**Enunciado a**
Pode editar as entradas, começando na linha que contém "Please put a point on the bald" e indo até o fim delas, trocando "bald head" por "shaved head" e mantendo todo o resto igual?

**Trecho selecionado**
Francisco se deixa levar. Começa a viver abertamente o Evangelho. Ainda lhe são reservadas surpresas. Irmãos chegam, irmãos que querem viver como ele. Parecia surgir uma nova Ordem religiosa. Num tempo heresias e de condenações, Francisco queria e precisava reformar a Igreja a partir do interior. Por isso vai a Roma pedir a autorização do Papa para viver conforme o Evangelho. Acontece então o momento em que a Igreja aprova a forma de vida de Francisco. São os 800 anos do carisma!!!

“O grupo chegou à residência do papa, o Palácio de Latrão. Não levavam eles nenhum documento extenso, nem nada que se parecesse com uma regra formal religiosa como as que governavam os beneditinos, agostinianos ou cistercienses. Francisco trazia um papel redigido às pressas (perdido logo depois), com alguns textos do Evangelho destinados a inculcar uma simples vida de fé, além de algumas diretrizes gerais sobre o trabalho manual e preces em comum” (...) “Sem mencioná-lo de forma especifica, Francisco claramente vislumbrava um código de vida espiritual que deixava seus companheiros notavelmente em liberdade– podiam viver como eremitas quando sentissem necessidade de intensa oração, ou podiam preferir trabalhar como diaristas, enfermeiros ou pregadores itinerantes” ( Donald Spoto, Francisco de Assis. O Santo Relutante, Objetiva, 2003, p. 144-145).

**Linhas de dados**

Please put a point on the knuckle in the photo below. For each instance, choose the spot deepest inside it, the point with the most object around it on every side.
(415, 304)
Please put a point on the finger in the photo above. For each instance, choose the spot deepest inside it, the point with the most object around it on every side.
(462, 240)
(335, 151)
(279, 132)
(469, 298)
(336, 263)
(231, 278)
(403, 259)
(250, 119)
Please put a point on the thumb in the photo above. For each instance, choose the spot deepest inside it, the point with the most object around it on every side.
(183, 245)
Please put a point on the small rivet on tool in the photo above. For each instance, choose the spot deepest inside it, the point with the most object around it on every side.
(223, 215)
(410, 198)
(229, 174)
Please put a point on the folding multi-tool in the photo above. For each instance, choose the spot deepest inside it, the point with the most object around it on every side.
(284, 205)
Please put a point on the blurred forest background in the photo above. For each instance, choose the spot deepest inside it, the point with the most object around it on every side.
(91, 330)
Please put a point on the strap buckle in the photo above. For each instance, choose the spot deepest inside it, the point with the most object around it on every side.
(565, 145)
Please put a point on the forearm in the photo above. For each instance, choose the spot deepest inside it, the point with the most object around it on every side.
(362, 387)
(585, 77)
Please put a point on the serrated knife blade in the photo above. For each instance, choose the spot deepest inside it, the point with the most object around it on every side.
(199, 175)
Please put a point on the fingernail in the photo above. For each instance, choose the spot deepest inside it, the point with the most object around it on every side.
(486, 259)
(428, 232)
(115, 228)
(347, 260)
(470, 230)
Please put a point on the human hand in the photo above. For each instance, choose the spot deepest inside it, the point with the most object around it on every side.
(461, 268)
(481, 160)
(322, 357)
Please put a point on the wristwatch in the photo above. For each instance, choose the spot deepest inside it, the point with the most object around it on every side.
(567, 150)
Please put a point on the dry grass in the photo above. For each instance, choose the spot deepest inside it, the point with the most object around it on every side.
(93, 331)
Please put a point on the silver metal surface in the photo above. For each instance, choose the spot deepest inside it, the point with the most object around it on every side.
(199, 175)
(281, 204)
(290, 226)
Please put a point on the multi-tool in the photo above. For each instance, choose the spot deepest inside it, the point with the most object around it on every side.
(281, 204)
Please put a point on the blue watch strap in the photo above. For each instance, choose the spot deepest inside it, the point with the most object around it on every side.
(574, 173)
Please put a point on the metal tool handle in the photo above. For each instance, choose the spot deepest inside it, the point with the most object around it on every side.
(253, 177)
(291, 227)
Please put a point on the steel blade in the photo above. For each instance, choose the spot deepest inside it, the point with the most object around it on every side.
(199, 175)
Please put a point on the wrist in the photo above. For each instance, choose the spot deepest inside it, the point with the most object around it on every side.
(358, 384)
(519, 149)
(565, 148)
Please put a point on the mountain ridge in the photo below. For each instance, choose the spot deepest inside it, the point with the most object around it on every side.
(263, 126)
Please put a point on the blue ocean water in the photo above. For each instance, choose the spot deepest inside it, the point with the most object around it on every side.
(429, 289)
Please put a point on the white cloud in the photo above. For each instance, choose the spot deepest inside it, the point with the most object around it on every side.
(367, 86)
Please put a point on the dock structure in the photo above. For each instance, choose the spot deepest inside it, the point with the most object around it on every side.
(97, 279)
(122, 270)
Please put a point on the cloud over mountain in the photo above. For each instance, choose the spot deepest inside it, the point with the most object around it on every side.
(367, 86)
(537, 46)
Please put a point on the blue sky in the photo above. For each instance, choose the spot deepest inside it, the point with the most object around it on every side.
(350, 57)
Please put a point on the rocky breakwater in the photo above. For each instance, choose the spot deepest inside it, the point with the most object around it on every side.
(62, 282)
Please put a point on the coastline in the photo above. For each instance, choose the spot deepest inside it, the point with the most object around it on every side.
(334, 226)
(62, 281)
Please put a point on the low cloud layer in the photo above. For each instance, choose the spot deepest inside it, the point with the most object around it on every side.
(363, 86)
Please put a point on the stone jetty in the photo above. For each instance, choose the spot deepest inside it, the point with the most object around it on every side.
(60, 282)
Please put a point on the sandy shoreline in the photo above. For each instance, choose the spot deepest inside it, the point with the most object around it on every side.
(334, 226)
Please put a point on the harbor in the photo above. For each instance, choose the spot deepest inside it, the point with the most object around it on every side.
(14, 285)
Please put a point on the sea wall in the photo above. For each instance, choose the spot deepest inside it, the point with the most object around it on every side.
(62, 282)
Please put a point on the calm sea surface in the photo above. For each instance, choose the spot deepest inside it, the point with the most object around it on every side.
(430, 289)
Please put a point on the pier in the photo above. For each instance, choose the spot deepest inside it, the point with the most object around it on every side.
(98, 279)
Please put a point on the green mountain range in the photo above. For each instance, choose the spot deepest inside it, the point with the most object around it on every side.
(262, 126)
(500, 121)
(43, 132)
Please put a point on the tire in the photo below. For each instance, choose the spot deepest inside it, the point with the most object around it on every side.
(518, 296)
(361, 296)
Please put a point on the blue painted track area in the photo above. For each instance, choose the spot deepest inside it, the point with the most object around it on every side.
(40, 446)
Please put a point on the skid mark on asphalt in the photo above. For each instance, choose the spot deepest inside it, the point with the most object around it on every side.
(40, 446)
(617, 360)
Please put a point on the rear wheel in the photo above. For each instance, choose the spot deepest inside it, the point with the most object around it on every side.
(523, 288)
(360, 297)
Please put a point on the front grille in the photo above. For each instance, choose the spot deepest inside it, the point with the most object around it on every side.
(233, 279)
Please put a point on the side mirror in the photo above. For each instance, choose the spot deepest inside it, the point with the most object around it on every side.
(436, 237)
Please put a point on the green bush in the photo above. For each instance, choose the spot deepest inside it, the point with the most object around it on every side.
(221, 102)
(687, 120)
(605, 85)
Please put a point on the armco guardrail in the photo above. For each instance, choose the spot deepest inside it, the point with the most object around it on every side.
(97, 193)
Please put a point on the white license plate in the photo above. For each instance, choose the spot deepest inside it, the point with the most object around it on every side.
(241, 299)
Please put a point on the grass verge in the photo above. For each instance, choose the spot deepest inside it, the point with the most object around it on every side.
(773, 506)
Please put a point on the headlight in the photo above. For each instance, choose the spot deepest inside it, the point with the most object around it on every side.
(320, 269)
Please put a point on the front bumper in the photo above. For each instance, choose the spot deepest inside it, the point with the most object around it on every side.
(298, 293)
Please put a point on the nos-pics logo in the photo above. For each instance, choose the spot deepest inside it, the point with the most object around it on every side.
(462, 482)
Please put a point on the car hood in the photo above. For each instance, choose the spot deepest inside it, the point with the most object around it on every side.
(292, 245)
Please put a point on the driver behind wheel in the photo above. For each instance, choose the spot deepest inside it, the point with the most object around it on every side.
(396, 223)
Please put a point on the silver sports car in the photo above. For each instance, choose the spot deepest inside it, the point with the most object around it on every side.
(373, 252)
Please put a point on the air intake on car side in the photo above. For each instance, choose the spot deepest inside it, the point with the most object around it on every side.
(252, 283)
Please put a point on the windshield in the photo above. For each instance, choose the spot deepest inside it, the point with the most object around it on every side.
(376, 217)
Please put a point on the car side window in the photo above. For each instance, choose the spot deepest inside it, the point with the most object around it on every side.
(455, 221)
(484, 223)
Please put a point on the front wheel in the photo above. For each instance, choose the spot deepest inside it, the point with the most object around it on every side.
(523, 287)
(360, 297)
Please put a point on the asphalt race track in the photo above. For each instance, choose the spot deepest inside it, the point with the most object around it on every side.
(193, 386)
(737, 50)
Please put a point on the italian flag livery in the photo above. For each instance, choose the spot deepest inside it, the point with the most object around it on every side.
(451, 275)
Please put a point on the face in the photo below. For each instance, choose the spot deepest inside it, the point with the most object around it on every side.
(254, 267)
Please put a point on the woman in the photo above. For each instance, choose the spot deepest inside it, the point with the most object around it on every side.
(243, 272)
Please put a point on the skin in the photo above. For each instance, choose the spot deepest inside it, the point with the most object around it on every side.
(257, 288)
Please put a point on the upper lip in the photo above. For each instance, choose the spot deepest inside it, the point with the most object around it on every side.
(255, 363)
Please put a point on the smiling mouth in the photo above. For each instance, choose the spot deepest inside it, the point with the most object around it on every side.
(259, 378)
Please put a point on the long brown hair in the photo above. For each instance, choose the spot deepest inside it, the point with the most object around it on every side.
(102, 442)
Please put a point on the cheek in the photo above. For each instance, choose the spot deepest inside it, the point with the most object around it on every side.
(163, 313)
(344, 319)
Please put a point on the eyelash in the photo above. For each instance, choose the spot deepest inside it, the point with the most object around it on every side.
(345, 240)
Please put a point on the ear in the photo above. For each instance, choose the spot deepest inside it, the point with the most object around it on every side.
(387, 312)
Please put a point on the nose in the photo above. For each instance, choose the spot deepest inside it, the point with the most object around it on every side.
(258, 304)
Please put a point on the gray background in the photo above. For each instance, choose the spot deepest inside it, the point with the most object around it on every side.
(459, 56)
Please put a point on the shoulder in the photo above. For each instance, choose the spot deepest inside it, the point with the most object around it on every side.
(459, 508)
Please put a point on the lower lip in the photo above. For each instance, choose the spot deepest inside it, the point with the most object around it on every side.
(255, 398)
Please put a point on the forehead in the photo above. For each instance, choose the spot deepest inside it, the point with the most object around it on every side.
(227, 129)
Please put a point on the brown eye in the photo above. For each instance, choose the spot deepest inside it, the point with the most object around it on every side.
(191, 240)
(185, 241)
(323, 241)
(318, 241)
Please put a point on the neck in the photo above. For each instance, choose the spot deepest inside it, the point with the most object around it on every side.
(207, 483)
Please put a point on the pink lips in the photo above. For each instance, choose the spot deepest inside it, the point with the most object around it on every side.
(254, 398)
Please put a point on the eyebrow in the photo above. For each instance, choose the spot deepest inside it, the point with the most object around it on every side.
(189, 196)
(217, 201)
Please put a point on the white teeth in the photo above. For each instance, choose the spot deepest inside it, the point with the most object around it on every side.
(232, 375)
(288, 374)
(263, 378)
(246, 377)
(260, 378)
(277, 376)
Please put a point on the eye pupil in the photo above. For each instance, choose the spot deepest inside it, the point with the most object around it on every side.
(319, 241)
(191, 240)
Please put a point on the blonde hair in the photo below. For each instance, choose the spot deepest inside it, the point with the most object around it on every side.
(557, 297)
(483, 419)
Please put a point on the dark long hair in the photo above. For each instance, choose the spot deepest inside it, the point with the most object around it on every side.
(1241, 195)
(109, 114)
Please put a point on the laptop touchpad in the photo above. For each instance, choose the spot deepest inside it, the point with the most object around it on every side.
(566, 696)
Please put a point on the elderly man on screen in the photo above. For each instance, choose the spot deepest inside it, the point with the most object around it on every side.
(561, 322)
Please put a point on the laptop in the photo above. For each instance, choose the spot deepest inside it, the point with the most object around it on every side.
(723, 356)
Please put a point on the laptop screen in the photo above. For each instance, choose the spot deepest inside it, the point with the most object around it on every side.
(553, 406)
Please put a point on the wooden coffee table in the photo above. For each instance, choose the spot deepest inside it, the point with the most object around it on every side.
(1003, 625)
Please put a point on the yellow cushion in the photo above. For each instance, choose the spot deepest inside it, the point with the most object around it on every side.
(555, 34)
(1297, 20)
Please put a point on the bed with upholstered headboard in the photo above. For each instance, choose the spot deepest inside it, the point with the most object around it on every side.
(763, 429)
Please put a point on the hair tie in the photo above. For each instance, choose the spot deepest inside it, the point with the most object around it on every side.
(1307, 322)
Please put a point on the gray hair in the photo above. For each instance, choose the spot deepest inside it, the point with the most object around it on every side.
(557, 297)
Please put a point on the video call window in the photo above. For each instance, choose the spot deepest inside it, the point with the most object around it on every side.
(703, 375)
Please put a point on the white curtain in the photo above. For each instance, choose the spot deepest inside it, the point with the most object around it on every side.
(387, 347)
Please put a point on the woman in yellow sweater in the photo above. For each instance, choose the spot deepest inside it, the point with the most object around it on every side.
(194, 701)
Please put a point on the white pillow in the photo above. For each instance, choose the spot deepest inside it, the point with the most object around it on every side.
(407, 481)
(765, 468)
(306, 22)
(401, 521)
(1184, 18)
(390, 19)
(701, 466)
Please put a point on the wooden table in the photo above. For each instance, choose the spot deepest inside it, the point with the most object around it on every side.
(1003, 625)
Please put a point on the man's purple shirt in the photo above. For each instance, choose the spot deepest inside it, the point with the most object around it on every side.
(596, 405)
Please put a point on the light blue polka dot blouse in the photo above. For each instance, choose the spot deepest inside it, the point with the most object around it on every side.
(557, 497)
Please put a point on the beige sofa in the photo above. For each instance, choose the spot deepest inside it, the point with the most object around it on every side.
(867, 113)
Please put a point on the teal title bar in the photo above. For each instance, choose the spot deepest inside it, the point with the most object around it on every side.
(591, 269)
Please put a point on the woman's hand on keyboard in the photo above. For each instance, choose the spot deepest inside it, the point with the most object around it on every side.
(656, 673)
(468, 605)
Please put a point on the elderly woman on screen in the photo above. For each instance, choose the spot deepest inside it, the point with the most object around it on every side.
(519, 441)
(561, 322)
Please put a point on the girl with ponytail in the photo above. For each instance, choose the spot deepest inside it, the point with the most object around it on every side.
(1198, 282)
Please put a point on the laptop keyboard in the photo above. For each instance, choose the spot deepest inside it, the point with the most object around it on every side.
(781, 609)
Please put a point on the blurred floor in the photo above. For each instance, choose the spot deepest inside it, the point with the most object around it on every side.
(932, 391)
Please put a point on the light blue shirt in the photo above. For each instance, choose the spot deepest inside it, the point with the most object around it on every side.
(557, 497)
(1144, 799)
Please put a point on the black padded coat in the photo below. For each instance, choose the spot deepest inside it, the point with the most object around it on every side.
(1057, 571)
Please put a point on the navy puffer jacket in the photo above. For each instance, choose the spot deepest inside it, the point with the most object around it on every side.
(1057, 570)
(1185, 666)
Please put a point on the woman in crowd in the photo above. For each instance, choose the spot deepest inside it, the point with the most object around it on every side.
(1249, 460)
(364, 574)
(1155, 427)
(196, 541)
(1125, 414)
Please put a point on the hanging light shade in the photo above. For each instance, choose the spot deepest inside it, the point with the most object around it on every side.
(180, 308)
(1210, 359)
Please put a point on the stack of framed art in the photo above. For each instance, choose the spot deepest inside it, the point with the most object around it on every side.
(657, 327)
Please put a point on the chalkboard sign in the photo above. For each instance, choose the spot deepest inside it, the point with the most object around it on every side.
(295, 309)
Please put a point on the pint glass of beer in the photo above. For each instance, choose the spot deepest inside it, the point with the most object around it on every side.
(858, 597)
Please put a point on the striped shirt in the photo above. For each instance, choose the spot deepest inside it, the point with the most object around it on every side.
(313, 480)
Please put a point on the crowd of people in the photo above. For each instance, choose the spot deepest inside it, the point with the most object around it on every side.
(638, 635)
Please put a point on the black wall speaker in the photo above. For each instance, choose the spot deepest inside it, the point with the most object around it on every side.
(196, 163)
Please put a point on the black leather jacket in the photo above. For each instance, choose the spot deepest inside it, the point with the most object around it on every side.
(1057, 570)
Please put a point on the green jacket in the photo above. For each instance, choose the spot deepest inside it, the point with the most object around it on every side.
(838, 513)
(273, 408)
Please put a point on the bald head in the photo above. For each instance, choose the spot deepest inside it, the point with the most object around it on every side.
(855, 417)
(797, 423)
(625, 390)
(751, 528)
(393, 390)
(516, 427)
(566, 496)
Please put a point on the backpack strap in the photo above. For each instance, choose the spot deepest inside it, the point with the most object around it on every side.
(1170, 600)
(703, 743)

**Enunciado b**
Quais ordens religiosas o trecho sobre Francisco de Assis menciona como governadas por uma regra formal?

**Resolução do exercício a**
Please put a point on the shaved head in the photo above. For each instance, choose the spot deepest inside it, the point with the most object around it on every side.
(855, 417)
(797, 423)
(625, 390)
(751, 528)
(393, 390)
(516, 427)
(566, 496)
Please put a point on the backpack strap in the photo above. For each instance, choose the spot deepest inside it, the point with the most object around it on every side.
(1170, 600)
(703, 743)

**Resolução do exercício b**
Beneditinos, agostinianos e cistercienses.